Please reproduce the line containing "out the cabinet" and every line after it in the records below, exactly and with nothing else.

===== Information given =====

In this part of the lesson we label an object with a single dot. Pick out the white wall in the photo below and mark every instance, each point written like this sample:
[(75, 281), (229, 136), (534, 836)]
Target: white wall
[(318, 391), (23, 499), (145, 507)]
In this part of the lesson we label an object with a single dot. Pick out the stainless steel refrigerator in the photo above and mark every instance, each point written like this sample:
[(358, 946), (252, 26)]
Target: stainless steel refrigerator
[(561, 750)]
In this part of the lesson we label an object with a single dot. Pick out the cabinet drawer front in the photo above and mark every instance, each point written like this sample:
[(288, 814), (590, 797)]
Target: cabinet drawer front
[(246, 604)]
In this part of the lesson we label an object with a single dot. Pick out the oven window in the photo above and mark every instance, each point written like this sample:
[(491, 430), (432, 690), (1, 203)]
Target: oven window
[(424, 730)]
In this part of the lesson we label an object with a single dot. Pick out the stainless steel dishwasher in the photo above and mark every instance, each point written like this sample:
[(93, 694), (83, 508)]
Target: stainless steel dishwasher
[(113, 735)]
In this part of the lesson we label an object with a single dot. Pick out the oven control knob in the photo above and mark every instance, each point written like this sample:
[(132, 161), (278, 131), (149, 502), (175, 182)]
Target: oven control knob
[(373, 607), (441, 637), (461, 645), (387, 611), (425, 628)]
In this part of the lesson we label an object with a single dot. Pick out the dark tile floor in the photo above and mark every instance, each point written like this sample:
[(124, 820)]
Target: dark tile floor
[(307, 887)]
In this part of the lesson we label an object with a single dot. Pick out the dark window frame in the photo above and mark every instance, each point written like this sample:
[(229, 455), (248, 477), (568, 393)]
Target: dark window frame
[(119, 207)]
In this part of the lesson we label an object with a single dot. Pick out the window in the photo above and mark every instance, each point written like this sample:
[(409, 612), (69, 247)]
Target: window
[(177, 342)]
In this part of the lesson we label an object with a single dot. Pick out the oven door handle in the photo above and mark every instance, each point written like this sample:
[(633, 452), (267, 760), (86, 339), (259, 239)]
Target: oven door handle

=====

■ **Your response**:
In this part of the lesson we label an object with a single dot. Pick out the cabinet drawer front in the photo above and mark every instance, each point written like this sample:
[(288, 814), (590, 797)]
Target: cabinet drawer front
[(246, 604)]
In this part of the lesson we label an object with a single dot. Pick out the oven window in the photo above and mark every instance, each point written like this sample:
[(491, 430), (432, 690), (1, 203)]
Target: oven window
[(424, 730)]
In this part of the lesson we label an object with a single dot. Pick out the stainless steel dishwasher in the photo above and mark every instance, each point written like this sample:
[(93, 694), (83, 508)]
Target: stainless steel dishwasher
[(113, 735)]
In this part of the lesson we label an object with a single dot. Pick out the oven control knob in the photo above and mark every instance, each point written like this sample:
[(132, 161), (278, 131), (149, 502), (175, 182)]
Target: oven control knob
[(373, 607), (441, 637), (461, 645), (387, 611), (425, 628)]
In this part of the lesson we label an object with a single dot. Pick out the dark tile floor in the photo above and mark every instance, each point written like this sample:
[(124, 820)]
Target: dark tile floor
[(307, 887)]
In this part of the lesson we label an object with a single dot. Pick out the dark window frame in the photo above and mark every instance, each point written like this sample:
[(229, 455), (248, 477), (568, 393)]
Target: dark window frame
[(119, 207)]
In this part of the lesson we label an object with a single dot. Pick out the window in the photo above and mark every instance, each point written like this sample:
[(409, 612), (69, 247)]
Target: window
[(177, 342)]
In this part of the lesson we label an object with a single dot. Pick out the oven door handle in the photo above and mark every instance, each point written like this sample:
[(633, 452), (267, 760), (86, 339), (259, 239)]
Target: oven door handle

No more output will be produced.